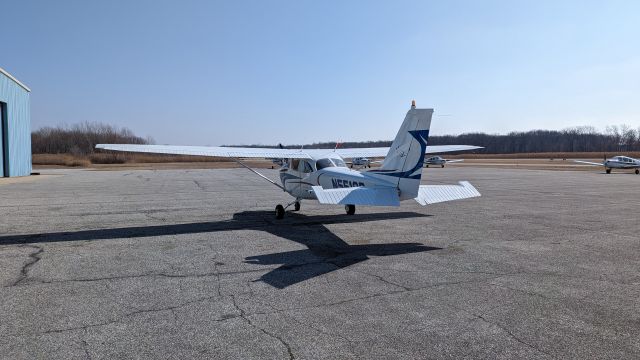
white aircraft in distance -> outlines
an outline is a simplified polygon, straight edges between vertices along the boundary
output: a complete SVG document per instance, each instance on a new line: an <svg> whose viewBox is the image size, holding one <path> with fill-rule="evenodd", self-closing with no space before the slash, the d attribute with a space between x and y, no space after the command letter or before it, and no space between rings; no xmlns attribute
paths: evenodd
<svg viewBox="0 0 640 360"><path fill-rule="evenodd" d="M426 159L424 161L424 166L429 167L429 165L439 165L439 166L444 167L445 164L454 163L454 162L462 162L462 161L464 161L464 159L447 160L447 159L443 159L440 156L433 156L433 157L430 157L430 158L428 158L428 159Z"/></svg>
<svg viewBox="0 0 640 360"><path fill-rule="evenodd" d="M588 164L594 166L604 166L607 174L611 174L611 169L636 169L636 175L640 174L640 160L630 158L628 156L614 156L609 159L605 159L601 163L594 163L591 161L573 160L574 162L581 164Z"/></svg>
<svg viewBox="0 0 640 360"><path fill-rule="evenodd" d="M433 109L416 109L415 102L407 112L390 148L352 149L267 149L208 146L99 144L98 149L175 155L200 155L234 158L294 197L286 206L276 206L276 218L294 206L300 210L303 199L321 204L341 204L347 214L356 205L399 206L400 201L415 199L420 205L480 196L468 182L459 185L420 185L425 154L479 149L469 145L427 146ZM347 167L344 158L385 157L380 168L357 171ZM280 170L282 184L269 179L240 161L241 158L287 159Z"/></svg>

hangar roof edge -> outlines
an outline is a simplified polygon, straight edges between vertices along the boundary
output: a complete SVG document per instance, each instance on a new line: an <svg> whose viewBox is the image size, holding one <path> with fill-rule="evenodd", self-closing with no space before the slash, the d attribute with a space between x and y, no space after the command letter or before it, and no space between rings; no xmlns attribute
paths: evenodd
<svg viewBox="0 0 640 360"><path fill-rule="evenodd" d="M20 80L14 78L13 75L6 72L3 68L0 68L0 73L4 74L9 79L13 80L16 84L20 85L23 89L27 90L28 92L31 92L31 89L29 89L27 85L21 83Z"/></svg>

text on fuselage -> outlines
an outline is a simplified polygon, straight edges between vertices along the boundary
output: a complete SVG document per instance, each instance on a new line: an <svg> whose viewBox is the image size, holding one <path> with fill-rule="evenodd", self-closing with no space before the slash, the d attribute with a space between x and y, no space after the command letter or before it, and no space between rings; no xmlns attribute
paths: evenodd
<svg viewBox="0 0 640 360"><path fill-rule="evenodd" d="M331 184L333 185L334 189L341 187L364 187L363 182L342 179L331 179Z"/></svg>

Exercise prompt: Place every line of the data above into a Markdown table with the columns Row and Line, numbering the rows and skipping blank lines. Leave the pictures out of the answer.

Task response:
| Row | Line |
|---|---|
| 1 | white aircraft in distance -> outlines |
| 2 | an outline is a simplified polygon, straight edges between vertices along the boundary |
| 3 | output: a complete SVG document per instance, each instance on a new line: an <svg> whose viewBox is the image size, holding one <path> with fill-rule="evenodd", self-closing with no space before the slash, the d attribute with a space between x and y, no space after the command letter or before it, and no space between rings; no xmlns attribute |
| 4 | paths: evenodd |
| 5 | <svg viewBox="0 0 640 360"><path fill-rule="evenodd" d="M426 159L424 161L424 166L429 167L429 165L439 165L439 166L444 167L445 164L454 163L454 162L462 162L462 161L464 161L464 159L447 160L447 159L443 159L440 156L433 156L433 157L430 157L430 158L428 158L428 159Z"/></svg> |
| 6 | <svg viewBox="0 0 640 360"><path fill-rule="evenodd" d="M588 164L594 166L604 166L607 174L611 174L611 169L636 169L636 175L640 174L640 160L630 158L628 156L614 156L609 159L605 159L601 163L594 163L591 161L573 160L574 162L581 164Z"/></svg> |
| 7 | <svg viewBox="0 0 640 360"><path fill-rule="evenodd" d="M433 109L416 109L415 102L407 112L390 148L352 149L267 149L208 146L99 144L98 149L175 155L200 155L234 158L294 197L286 206L276 206L276 218L294 206L300 210L303 199L321 204L341 204L347 214L356 205L399 206L400 201L415 199L420 205L480 196L468 182L459 185L420 185L425 154L479 149L469 145L427 146ZM347 167L344 158L385 157L380 168L357 171ZM280 170L282 184L269 179L240 161L241 158L287 159Z"/></svg> |
| 8 | hangar roof edge -> outlines |
| 9 | an outline is a simplified polygon, straight edges between vertices along the boundary |
| 10 | output: a complete SVG document per instance, each instance on a new line: an <svg> whose viewBox is the image size, holding one <path> with fill-rule="evenodd", self-closing with no space before the slash, the d attribute with a space between x and y, no space after the command letter or before it, and no space between rings; no xmlns attribute |
| 11 | paths: evenodd |
| 12 | <svg viewBox="0 0 640 360"><path fill-rule="evenodd" d="M20 80L14 78L13 75L6 72L3 68L0 68L0 73L4 74L9 79L13 80L16 84L20 85L23 89L27 90L28 92L31 92L31 89L29 89L27 85L21 83Z"/></svg> |
| 13 | text on fuselage -> outlines |
| 14 | an outline is a simplified polygon, straight edges between vertices along the boundary |
| 15 | output: a complete SVG document per instance, each instance on a new line: an <svg> whose viewBox is the image size, holding one <path> with fill-rule="evenodd", self-closing with no space before the slash, the d attribute with a space between x and y, no space after the command letter or before it, and no space between rings; no xmlns attribute |
| 16 | paths: evenodd |
| 17 | <svg viewBox="0 0 640 360"><path fill-rule="evenodd" d="M331 184L333 185L334 189L341 187L364 187L363 182L342 179L331 179Z"/></svg> |